= PAGE EXTRACT =
□ □ □ □

Sunday, March 26, 2023
HomeRelationship AdviceI (m40) am concerned at my wife’s (f38) recent weight gain. She...

I (m40) am concerned at my wife’s (f38) recent weight gain. She had a mommy makeover in June and has put on around 20 pounds.

I know that a man talking about a woman’s weight almost always makes him the villain but please hear me out.

In June my wife had a tummy tuck, 360 degree lipo, lipo on her thighs and fat transfer to her breasts and hip dips. I fully supported her choice to have the surgery even though I didn’t think she needed it. She wanted it and I want her to be happy so I have two thumbs up. I have always been a huge fan of my wife’s body and she has always been a very beautiful woman with a large bust and bottom. The surgery cost an ungodly amount of money and left her bedridden and in pain for the entire summer. Before the surgery she weighed around 165 and she stands 5’9”

Now, three months after the surgery she is no longer in pain and has no restrictions on what she can do. She weighed herself today and she is at 189. Much of the contouring and flattening of the surgery has been undone.

□ □ □ □

= TASK INSTRUCTIONS =
A. In the relationship advice post, what did the wife weigh before her surgery?
B. The relationship advice post says the husband backed his wife's decision to have the surgery even though he didn't think she needed it. Using the post's own words, explain why he supported it.
C. Continue the relationship advice post about the wife's weight gain from its last sentence.
The rows have no connection to the relationship advice post.

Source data
□ □ □ □

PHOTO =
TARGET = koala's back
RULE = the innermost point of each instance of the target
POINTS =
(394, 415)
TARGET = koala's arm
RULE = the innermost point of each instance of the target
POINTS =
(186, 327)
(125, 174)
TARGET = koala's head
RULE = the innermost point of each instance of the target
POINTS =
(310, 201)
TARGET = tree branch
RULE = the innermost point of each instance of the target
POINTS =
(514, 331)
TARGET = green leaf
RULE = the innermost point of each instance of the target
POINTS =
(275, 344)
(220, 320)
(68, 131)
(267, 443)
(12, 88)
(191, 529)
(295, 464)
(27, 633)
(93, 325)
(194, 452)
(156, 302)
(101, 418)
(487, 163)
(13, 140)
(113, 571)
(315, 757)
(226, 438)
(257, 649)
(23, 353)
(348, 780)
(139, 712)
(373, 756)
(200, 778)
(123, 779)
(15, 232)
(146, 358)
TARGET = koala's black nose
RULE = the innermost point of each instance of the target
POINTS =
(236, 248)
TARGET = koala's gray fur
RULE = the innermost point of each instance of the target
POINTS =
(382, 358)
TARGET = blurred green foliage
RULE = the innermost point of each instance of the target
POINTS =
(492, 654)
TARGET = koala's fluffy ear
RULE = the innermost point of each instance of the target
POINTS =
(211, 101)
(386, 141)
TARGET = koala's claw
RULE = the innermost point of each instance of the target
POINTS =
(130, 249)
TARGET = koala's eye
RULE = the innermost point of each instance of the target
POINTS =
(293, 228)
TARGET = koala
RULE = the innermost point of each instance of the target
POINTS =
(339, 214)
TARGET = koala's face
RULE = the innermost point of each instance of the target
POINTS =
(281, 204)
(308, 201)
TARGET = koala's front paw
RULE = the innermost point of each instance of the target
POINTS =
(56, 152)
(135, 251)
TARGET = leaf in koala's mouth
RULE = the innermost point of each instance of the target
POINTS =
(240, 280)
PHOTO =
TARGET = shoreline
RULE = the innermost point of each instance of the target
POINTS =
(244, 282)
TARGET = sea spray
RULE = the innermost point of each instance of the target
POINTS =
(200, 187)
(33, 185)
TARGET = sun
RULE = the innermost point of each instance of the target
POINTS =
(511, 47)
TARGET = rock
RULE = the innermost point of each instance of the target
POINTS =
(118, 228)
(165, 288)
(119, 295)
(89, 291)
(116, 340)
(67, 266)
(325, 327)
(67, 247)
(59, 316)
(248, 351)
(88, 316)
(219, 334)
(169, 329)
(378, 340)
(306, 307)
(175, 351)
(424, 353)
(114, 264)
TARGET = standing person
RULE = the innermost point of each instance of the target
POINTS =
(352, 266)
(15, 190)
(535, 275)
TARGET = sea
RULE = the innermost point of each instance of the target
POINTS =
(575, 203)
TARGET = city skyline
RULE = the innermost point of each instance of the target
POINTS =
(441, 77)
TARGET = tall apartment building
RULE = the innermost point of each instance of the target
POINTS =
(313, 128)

□ □ □ □

= ANSWERS TO THE TASKS =
A. She weighed around 165.

B. He supported it because she wanted the surgery and he wants her to be happy. That is why he says he gave it "two thumbs up."

C.
The issue is this: my wife is extremely frugal. She agonizes over every dime she spends and feels guilty for it. It took her ten years to talk herself into spending the money on the surgery. I think the weight gain and the loss of her post operative figure is sending her into a spiral of anxiety and depression.

Twice I have gently tried to talk to her about it after she brought it up but both times she immediately became furious with me and we had the two worst fights in our 19 years marriage.

She said that she will not talk about the topic without a counselor present but every marriage counselor I have called isn’t talking new couples so we are in several waiting lists of unknown lengths.

I am so lost and I hate seeing her suffer, I have no idea what to do.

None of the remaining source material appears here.